Point labeling entries
....

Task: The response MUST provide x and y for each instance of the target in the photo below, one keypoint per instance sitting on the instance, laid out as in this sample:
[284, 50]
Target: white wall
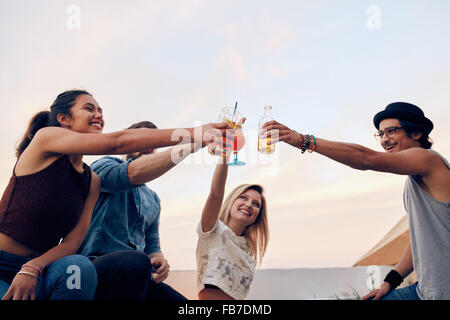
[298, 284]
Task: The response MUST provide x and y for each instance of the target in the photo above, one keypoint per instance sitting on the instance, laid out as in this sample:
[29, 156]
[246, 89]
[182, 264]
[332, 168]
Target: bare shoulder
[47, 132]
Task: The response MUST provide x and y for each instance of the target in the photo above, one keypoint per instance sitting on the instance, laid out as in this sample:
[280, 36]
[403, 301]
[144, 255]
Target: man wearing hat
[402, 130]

....

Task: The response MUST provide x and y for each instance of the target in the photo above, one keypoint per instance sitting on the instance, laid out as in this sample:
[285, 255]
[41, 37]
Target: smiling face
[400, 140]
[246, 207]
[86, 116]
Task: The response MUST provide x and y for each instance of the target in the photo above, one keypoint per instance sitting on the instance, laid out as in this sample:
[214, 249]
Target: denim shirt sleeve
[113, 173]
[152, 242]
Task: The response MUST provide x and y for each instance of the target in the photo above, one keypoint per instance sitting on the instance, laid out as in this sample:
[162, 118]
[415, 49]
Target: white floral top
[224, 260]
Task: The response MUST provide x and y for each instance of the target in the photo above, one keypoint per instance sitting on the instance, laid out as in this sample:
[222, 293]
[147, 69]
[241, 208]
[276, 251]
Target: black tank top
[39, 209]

....

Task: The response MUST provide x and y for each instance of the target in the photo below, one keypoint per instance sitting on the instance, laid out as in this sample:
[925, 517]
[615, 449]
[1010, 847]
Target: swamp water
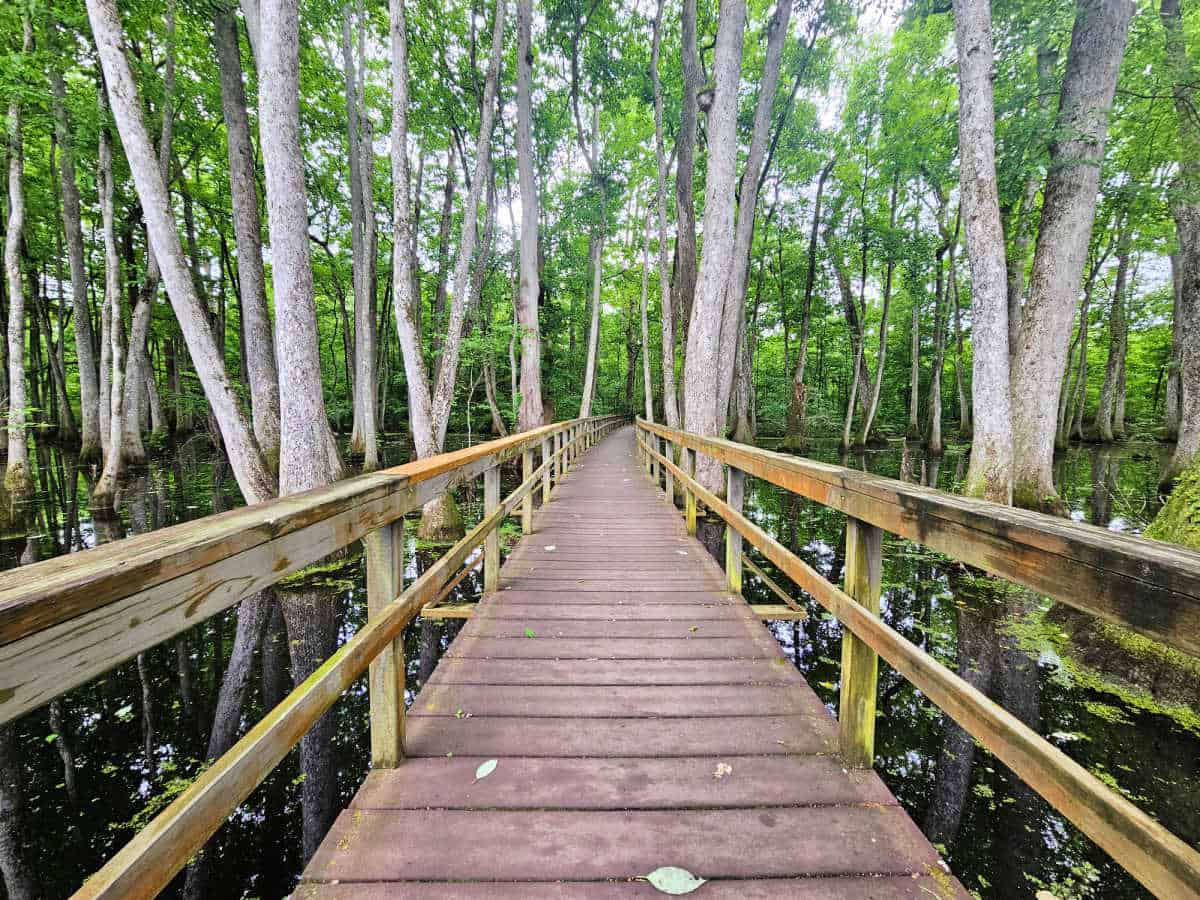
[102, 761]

....

Task to carry out:
Find every line in the entries above that contains the word "white" and copy each such line. Case counts.

Output of the exercise:
Target: white wall
Target: white floral top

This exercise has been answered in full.